__EXERCISE PROMPT__: Extract every line of the material below and reproduce it faithfully.

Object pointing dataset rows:

_ _ _ _ _

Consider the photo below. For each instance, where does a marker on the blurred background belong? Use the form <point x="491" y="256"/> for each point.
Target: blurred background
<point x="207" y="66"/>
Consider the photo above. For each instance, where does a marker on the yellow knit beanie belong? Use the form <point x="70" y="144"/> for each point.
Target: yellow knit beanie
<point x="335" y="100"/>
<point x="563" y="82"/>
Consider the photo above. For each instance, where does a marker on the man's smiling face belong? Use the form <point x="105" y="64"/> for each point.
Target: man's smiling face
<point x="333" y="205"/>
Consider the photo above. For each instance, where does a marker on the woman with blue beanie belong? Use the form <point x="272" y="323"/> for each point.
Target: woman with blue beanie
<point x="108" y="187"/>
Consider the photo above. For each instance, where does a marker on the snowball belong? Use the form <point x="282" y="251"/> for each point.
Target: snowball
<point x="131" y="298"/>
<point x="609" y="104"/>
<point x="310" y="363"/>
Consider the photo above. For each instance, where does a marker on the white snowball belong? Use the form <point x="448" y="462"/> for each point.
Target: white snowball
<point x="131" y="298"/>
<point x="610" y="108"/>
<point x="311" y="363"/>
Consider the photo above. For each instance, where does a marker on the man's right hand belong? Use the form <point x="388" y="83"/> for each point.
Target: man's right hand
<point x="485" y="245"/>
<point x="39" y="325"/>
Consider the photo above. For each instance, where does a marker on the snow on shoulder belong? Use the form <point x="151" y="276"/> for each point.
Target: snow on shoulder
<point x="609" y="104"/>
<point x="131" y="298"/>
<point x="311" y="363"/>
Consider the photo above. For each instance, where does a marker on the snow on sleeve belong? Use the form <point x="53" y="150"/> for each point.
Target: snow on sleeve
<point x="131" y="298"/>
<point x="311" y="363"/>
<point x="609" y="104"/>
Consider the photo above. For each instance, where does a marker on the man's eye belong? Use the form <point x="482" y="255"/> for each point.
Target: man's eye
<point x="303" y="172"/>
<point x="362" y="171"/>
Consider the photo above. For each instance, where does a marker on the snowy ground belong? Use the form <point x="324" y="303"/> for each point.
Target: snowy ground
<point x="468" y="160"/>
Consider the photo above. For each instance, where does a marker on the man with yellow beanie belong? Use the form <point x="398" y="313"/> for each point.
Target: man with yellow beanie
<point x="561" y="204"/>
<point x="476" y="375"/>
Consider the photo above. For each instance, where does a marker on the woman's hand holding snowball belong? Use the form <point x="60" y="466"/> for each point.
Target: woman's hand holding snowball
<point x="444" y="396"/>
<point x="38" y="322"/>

_ _ _ _ _

__SOLUTION FOR THIS PROBLEM__:
Consider the photo below. For each instance, where does a marker on the blurred background belong? Use the form <point x="491" y="256"/> for each point.
Target: blurred background
<point x="207" y="66"/>
Consider the photo above. For each instance, where does a marker on the yellow knit beanie belong? Use the form <point x="70" y="144"/> for each point.
Target: yellow knit beanie
<point x="335" y="100"/>
<point x="563" y="82"/>
Consider the photo above. For each instance, where does a marker on the man's smiling face belong? Use the form <point x="105" y="64"/> for each point.
Target: man's smiling face
<point x="333" y="205"/>
Consider the photo above. For each instance, where does a marker on the woman with blue beanie belong? Use the form <point x="272" y="323"/> for each point.
Target: woman with blue beanie
<point x="108" y="187"/>
Consider the photo above. For each instance, where does a marker on the snowball belong? Use the form <point x="282" y="251"/> for each point.
Target: snowball
<point x="131" y="298"/>
<point x="609" y="104"/>
<point x="310" y="363"/>
Consider the photo above. For each instance, where does a marker on the white snowball belong? Use the form <point x="448" y="462"/> for each point.
Target: white snowball
<point x="131" y="298"/>
<point x="610" y="108"/>
<point x="311" y="363"/>
Consider the photo above. For each instance, where does a marker on the man's right hand belong? Use the form <point x="388" y="83"/> for each point.
Target: man's right hand
<point x="485" y="245"/>
<point x="39" y="325"/>
Consider the photo above. For each instance, where does a marker on the snow on shoulder belong? Use the form <point x="151" y="276"/> for each point.
Target: snow on shoulder
<point x="609" y="104"/>
<point x="131" y="298"/>
<point x="311" y="363"/>
Consider the photo above. For each instance, where does a marker on the snow on sleeve belong? Use the form <point x="53" y="150"/> for each point.
Target: snow on sleeve
<point x="131" y="298"/>
<point x="311" y="363"/>
<point x="609" y="104"/>
Consider the photo above. For each instance, where does a marker on the man's eye belong? Use the form <point x="482" y="255"/> for each point.
Target: man's eye
<point x="303" y="172"/>
<point x="362" y="171"/>
Consider the photo above. For each instance, where does a marker on the snowy ground belong? Use the form <point x="324" y="303"/> for each point.
Target: snowy ground
<point x="468" y="160"/>
Consider the photo above. For each instance, where does a marker on the man with yellow beanie belong? Use the form <point x="398" y="313"/> for each point.
Target: man with yellow beanie
<point x="561" y="204"/>
<point x="476" y="375"/>
Consider the photo above. For each instance, where does a marker on the woman's hand holding snowball belong? Use the form <point x="60" y="466"/> for each point.
Target: woman's hand holding snowball
<point x="444" y="396"/>
<point x="38" y="322"/>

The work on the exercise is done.